Data:

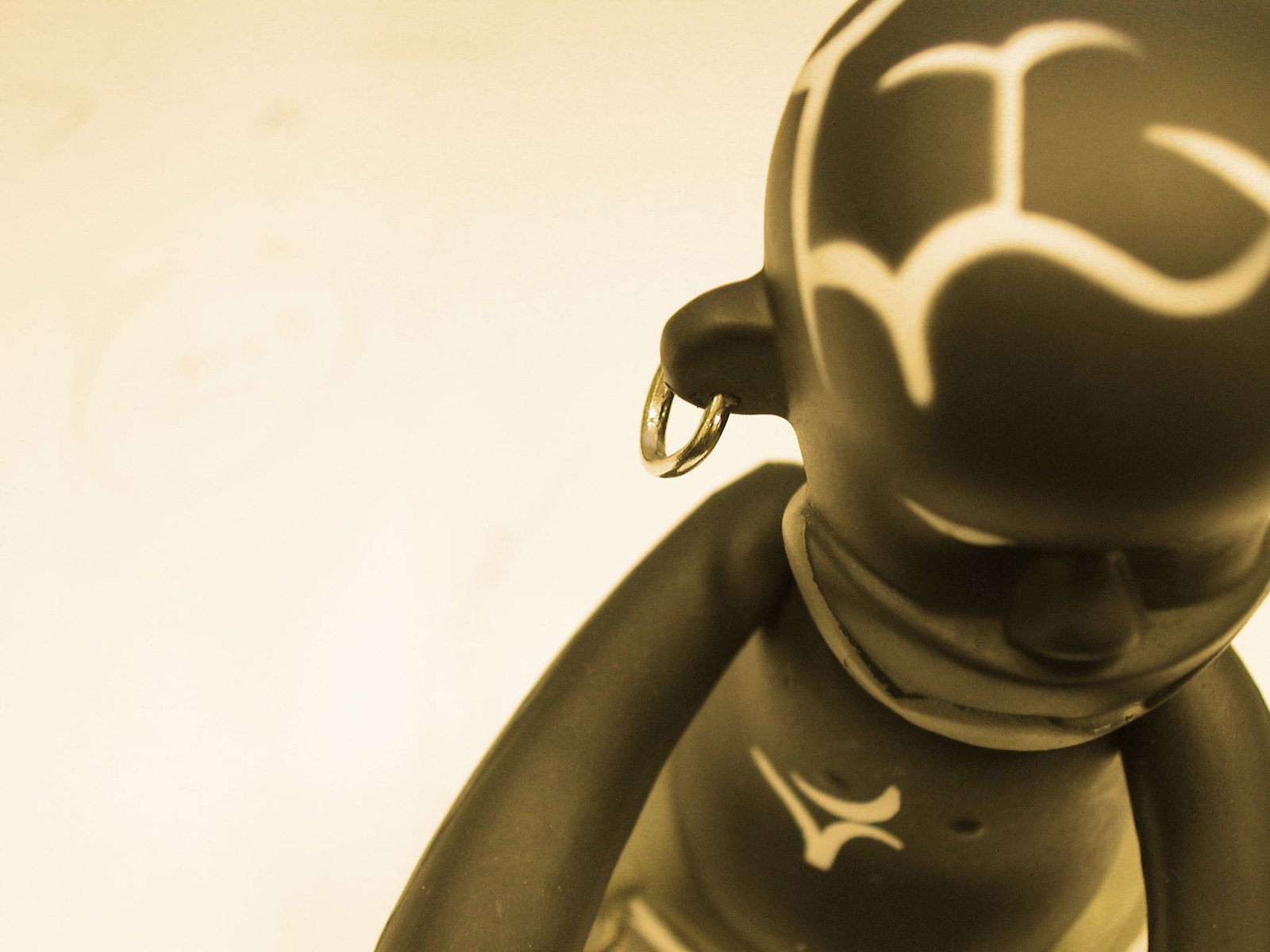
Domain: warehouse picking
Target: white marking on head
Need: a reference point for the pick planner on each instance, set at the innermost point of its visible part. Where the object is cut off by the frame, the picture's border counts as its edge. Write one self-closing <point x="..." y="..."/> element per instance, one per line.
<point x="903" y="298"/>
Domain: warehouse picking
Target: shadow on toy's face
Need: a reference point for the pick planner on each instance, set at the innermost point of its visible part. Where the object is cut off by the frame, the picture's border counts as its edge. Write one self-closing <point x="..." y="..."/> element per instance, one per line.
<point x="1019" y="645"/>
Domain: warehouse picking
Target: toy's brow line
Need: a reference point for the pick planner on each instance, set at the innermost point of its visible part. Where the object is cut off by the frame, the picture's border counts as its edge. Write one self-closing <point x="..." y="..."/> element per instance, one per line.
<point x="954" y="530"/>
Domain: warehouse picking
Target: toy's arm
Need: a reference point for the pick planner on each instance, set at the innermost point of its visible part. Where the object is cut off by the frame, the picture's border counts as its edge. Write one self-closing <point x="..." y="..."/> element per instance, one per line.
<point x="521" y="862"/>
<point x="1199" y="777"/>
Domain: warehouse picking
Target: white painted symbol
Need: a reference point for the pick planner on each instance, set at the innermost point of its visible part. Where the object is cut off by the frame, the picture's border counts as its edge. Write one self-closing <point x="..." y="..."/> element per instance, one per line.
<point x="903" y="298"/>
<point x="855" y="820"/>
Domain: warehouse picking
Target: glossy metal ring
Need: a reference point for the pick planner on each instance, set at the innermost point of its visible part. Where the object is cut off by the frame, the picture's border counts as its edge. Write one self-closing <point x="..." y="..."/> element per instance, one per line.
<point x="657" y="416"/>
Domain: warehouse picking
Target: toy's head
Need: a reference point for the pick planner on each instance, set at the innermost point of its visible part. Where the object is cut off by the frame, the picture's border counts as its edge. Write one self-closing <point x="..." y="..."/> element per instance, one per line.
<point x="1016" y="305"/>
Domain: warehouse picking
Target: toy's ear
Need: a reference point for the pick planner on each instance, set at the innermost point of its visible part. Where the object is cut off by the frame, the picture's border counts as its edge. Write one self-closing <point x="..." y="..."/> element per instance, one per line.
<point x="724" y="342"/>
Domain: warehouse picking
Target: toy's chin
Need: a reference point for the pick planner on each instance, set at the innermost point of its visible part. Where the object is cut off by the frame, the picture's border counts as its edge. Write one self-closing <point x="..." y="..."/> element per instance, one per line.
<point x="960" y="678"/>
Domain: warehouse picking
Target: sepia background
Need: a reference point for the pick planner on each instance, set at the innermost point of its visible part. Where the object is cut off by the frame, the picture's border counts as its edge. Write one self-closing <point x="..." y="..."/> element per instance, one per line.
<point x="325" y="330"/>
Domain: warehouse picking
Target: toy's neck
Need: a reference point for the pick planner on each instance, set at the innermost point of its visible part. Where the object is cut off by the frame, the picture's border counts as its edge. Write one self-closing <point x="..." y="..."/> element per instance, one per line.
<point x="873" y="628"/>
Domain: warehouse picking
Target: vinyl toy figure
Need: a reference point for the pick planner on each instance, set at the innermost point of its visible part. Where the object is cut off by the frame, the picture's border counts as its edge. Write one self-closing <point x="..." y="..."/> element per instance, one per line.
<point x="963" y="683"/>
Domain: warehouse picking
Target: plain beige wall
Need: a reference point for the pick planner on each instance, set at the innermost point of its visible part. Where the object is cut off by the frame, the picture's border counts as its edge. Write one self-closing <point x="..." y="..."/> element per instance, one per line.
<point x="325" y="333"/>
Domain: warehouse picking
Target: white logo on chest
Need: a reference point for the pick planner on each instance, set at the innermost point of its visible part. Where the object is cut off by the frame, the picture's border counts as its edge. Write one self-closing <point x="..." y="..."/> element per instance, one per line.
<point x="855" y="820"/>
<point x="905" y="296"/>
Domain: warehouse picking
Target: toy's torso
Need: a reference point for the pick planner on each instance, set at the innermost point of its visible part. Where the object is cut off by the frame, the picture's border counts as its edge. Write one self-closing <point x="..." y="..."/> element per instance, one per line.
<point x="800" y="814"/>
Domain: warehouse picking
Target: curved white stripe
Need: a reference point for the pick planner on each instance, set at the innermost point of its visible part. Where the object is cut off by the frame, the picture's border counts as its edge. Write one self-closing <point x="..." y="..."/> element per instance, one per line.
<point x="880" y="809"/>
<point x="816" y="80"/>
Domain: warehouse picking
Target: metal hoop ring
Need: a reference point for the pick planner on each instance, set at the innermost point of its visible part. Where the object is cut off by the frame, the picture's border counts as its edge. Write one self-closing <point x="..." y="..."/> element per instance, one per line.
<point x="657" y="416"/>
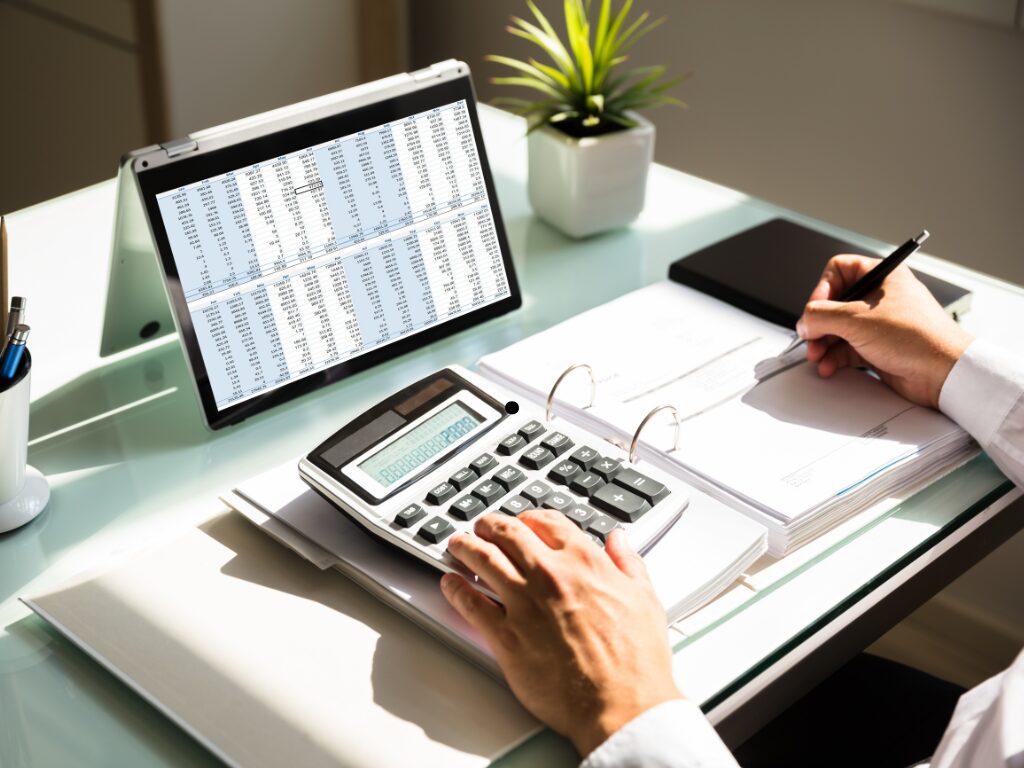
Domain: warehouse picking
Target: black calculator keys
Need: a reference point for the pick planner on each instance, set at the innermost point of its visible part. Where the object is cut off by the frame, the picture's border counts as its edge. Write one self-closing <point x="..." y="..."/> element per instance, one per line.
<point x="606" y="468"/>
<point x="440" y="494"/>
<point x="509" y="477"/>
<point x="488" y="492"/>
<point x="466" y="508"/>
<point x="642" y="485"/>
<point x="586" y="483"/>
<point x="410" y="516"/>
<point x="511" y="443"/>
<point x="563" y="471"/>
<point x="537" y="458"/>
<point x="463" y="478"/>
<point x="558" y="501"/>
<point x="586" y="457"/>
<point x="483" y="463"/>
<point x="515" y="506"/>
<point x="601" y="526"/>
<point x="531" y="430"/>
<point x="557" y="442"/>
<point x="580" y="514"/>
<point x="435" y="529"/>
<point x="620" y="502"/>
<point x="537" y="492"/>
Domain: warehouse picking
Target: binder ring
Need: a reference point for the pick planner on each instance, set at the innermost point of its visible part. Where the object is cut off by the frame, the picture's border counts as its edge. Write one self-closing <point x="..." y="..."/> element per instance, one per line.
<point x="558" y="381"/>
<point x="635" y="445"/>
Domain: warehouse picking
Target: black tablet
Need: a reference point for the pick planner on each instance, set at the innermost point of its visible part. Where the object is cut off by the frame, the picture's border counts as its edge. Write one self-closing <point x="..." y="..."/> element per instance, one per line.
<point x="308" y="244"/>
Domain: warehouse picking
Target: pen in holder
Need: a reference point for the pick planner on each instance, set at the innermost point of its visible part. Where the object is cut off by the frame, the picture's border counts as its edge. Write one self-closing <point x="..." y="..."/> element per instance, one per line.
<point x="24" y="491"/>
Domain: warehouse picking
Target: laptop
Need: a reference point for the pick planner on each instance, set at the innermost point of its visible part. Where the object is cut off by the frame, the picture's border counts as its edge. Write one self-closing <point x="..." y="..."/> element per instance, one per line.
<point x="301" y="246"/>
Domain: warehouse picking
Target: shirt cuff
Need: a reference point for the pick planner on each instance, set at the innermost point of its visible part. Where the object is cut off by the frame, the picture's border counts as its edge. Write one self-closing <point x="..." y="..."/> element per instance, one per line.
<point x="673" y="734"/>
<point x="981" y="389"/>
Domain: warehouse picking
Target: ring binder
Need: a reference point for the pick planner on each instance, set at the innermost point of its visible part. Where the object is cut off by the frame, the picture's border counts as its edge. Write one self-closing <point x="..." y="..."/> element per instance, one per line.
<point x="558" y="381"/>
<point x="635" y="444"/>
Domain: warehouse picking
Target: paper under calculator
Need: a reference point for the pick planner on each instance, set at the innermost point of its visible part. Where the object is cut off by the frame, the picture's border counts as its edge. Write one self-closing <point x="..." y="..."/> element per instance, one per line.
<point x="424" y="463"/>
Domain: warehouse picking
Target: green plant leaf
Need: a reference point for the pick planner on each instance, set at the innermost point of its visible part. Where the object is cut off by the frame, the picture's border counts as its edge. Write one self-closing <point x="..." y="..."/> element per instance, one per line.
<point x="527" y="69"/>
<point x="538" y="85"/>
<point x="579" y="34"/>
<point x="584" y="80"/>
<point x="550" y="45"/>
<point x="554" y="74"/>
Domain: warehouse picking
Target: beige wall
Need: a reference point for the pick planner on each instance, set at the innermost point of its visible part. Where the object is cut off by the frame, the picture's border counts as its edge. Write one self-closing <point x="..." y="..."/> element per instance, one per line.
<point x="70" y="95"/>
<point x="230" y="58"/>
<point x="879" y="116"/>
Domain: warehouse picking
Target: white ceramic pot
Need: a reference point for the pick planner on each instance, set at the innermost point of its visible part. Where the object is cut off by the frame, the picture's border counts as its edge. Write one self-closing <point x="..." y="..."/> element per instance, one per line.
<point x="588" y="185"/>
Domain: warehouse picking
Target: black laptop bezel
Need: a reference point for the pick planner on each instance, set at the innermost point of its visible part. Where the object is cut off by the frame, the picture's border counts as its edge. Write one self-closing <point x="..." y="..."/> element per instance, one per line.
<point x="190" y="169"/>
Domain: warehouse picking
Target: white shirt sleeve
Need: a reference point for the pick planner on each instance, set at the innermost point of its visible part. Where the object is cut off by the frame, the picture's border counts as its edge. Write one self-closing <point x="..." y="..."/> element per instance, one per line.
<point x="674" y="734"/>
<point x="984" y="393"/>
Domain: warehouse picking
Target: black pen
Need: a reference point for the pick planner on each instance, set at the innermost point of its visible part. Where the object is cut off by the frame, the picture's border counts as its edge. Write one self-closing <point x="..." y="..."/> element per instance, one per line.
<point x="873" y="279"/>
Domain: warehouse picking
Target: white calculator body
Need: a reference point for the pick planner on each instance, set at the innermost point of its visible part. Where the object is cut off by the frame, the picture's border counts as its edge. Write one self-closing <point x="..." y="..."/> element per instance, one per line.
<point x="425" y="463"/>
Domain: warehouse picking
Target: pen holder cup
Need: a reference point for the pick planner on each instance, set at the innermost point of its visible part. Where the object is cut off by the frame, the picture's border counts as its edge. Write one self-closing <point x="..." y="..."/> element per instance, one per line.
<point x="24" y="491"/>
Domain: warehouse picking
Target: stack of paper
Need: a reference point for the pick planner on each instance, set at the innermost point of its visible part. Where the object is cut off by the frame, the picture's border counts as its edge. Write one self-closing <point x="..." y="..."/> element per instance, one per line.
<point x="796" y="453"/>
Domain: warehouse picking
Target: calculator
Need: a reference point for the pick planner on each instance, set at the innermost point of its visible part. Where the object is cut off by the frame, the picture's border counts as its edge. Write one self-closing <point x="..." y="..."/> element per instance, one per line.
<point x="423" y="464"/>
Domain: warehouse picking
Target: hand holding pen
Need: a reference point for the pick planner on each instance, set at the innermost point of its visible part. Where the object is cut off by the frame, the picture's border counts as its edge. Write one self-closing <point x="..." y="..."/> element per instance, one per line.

Set problem: Select each line in the rows above that contains the word "holder", and copy those lines without changing them.

Task output:
Target: pen in holder
Target: pen holder cup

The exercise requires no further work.